• [OBJECTIVE]: From the material below, pull every line that contains the word "exhaust" and copy each one in full. Case counts.
╭─ SUPPLIED MATERIAL
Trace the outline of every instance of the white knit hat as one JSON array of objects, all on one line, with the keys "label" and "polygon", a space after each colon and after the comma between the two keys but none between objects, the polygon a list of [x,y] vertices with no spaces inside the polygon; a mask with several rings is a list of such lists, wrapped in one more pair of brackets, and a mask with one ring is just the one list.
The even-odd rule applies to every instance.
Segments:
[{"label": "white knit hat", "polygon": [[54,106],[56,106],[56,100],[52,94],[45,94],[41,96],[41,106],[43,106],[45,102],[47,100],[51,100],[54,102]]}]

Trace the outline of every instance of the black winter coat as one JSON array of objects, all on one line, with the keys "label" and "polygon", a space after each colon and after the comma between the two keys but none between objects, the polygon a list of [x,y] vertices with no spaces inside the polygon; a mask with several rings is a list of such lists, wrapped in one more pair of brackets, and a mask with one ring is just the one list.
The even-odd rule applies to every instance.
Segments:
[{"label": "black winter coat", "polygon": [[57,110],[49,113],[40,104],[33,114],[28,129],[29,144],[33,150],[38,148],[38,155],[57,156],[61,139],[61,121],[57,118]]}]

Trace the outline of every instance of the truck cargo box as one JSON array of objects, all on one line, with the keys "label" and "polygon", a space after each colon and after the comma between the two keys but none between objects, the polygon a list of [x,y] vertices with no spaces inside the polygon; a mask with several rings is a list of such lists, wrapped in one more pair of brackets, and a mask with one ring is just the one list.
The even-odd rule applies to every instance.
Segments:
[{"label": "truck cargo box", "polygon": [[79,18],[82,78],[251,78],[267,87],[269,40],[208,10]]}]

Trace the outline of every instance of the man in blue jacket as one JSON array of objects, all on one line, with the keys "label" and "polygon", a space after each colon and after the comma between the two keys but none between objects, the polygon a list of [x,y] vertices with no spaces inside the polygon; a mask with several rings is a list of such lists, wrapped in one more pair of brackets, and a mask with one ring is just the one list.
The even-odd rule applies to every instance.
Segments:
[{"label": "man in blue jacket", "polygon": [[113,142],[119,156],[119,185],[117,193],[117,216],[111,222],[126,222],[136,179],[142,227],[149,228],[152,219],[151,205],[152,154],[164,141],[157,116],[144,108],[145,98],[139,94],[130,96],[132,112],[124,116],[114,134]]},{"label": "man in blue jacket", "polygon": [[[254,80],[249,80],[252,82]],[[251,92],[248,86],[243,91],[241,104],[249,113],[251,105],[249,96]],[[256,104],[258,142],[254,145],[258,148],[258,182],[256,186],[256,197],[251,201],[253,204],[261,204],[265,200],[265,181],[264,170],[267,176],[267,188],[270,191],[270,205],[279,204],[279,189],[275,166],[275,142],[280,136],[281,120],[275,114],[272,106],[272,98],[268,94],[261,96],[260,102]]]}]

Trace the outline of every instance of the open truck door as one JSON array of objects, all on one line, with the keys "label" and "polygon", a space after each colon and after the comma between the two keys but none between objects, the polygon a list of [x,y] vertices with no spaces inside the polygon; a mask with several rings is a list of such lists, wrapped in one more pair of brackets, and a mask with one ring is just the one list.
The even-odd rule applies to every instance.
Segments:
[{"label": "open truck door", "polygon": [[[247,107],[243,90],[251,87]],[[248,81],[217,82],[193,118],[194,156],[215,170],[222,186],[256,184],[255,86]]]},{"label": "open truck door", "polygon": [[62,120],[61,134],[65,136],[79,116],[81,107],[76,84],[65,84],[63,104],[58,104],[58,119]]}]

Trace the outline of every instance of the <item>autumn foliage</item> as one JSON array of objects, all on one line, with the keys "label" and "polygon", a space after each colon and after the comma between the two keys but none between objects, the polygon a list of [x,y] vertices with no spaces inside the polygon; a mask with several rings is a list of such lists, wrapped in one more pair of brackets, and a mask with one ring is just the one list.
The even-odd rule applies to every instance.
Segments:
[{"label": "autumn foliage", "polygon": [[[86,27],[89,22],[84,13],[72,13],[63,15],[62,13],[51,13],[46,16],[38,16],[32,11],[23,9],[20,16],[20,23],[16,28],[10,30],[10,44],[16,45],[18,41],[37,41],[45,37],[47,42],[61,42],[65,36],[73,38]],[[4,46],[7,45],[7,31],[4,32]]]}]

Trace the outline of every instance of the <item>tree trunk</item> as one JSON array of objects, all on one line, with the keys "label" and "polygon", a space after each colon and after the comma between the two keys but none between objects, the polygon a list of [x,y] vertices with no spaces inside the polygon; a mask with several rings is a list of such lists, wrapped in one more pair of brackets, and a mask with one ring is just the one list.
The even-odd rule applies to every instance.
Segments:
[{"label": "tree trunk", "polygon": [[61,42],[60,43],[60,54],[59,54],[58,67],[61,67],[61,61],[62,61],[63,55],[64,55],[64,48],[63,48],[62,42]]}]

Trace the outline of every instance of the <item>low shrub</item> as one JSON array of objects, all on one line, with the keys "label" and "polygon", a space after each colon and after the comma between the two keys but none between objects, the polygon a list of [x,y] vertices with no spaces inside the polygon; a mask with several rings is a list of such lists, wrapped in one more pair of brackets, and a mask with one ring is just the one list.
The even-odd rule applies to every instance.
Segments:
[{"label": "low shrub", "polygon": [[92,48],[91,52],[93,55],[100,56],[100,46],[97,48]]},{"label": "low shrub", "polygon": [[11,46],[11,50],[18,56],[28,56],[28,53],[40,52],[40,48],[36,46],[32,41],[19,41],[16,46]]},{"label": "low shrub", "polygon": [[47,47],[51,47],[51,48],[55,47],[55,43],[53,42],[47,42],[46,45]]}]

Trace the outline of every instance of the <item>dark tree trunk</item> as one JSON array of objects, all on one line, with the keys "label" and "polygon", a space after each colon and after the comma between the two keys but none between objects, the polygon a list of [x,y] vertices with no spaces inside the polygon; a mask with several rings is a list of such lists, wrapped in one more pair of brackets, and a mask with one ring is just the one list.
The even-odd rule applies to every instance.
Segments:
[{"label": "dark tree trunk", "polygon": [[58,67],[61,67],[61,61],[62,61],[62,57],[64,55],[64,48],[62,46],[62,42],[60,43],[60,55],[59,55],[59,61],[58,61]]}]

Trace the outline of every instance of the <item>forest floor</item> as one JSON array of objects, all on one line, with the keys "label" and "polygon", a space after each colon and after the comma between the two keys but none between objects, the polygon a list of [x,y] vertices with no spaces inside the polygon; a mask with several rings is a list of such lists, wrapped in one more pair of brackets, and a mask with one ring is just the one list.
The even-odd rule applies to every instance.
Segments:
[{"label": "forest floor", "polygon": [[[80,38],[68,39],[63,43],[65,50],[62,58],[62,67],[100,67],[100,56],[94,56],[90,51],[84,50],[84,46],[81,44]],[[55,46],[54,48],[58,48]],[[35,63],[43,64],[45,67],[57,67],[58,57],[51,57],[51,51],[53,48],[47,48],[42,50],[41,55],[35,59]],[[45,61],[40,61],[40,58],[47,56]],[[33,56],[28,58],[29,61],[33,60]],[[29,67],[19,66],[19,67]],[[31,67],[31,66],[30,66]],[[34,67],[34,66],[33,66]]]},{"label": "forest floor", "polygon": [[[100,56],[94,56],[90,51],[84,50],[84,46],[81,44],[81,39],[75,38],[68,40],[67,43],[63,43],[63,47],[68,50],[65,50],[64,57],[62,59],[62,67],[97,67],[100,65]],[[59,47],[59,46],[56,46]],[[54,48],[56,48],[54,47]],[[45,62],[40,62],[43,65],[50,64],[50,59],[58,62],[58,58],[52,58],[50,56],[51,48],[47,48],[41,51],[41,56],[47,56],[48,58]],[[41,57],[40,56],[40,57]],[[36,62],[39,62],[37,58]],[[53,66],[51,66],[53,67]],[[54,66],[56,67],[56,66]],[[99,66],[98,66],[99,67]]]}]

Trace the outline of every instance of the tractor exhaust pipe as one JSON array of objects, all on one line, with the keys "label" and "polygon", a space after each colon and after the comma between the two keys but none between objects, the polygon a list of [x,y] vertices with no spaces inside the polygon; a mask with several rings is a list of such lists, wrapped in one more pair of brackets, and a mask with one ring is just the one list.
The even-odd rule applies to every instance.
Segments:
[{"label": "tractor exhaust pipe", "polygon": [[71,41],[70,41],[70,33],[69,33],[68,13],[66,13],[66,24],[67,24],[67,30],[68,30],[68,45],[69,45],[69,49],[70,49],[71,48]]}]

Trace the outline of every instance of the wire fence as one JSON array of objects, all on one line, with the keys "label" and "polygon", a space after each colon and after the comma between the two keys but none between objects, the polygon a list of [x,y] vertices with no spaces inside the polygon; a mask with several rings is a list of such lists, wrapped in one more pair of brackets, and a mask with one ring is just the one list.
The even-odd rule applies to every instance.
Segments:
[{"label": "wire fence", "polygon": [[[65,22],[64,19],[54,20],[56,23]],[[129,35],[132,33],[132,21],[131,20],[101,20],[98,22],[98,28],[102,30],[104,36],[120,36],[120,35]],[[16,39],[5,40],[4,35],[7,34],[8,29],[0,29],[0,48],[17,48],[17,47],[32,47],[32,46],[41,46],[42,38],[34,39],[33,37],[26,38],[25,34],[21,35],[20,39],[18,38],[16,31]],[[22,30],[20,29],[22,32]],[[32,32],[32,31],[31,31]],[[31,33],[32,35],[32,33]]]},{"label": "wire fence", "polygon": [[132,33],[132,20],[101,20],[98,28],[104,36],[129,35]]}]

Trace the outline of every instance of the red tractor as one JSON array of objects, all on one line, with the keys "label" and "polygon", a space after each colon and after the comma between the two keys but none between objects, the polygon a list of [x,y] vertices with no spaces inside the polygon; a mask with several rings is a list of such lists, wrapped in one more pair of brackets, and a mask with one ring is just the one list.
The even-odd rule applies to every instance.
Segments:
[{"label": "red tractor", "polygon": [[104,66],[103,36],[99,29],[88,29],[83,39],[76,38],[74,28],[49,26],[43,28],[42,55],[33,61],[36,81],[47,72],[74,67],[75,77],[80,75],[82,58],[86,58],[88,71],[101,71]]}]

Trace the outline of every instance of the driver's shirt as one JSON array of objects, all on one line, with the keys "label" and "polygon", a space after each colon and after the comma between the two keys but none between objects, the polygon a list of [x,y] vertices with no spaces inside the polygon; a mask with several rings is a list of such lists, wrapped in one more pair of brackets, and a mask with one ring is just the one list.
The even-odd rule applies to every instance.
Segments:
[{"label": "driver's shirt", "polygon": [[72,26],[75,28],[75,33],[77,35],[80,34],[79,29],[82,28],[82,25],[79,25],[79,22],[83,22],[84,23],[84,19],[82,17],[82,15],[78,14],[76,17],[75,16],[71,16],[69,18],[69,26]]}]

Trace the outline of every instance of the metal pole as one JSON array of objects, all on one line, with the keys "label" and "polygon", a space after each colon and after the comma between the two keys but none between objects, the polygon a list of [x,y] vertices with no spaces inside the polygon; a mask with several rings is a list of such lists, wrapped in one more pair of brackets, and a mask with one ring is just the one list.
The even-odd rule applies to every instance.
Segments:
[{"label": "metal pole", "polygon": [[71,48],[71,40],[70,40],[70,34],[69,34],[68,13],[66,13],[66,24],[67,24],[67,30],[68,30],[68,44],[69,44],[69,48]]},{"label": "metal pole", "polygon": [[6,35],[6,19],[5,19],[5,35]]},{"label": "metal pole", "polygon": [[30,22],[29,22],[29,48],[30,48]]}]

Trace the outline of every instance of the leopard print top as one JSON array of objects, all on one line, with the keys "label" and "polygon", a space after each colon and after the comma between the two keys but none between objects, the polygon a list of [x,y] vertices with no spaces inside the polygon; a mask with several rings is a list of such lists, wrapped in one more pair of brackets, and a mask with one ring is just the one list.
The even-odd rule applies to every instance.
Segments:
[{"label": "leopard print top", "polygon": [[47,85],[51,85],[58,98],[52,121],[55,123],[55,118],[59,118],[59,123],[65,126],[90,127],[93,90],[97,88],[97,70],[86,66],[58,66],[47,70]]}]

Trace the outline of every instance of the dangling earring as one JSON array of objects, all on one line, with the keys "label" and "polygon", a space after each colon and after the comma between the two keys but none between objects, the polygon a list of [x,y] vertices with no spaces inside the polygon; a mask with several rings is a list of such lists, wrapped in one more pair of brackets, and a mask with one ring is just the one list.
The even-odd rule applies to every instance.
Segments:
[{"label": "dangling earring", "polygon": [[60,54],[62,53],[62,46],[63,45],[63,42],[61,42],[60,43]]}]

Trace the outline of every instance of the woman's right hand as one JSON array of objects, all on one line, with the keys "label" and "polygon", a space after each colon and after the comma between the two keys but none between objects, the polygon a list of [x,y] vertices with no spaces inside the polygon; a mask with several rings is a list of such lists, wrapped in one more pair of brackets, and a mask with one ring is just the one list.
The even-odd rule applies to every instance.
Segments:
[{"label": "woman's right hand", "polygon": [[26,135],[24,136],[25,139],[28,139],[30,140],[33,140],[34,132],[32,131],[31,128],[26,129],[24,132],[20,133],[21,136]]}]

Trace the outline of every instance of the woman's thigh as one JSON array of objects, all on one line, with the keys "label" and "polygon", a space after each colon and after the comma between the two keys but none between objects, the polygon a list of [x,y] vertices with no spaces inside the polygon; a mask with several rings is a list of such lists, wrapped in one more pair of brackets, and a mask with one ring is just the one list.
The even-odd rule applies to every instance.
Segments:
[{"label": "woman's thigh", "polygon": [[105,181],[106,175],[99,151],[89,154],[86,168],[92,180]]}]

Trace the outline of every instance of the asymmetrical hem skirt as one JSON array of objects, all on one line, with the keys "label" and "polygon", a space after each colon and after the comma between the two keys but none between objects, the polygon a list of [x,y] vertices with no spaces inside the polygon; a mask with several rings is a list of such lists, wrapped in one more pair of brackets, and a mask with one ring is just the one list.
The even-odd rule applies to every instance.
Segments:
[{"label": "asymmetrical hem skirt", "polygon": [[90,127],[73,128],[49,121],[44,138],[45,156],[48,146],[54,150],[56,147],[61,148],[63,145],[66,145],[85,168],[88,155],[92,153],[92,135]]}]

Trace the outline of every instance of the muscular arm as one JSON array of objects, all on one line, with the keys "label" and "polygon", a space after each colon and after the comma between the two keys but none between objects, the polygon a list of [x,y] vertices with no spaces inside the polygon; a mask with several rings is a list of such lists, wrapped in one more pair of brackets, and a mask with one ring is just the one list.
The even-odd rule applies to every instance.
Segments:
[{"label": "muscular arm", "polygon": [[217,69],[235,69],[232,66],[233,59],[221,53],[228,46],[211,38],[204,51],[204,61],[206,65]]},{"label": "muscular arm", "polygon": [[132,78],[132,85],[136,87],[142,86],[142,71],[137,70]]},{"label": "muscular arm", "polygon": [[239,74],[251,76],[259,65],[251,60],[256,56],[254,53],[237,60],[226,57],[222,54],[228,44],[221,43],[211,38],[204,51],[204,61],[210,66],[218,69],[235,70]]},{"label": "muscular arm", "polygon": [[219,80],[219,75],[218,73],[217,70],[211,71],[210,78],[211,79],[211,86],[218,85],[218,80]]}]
╰─
• [EXPECTED ANSWER]:
Trace the outline of every instance of the tractor exhaust pipe as one JSON array of objects, all on one line, with the keys "label" and "polygon", a space after each colon and after the comma between the two keys but none between objects, the polygon a list of [x,y] vertices with no spaces inside the polygon; a mask with several rings is a list of such lists, wrapped in one more pair of brackets, and a mask with one ring is just the one list.
[{"label": "tractor exhaust pipe", "polygon": [[71,41],[70,41],[70,33],[69,33],[68,13],[66,13],[66,24],[67,24],[67,30],[68,30],[68,45],[69,45],[69,49],[70,49],[71,48]]}]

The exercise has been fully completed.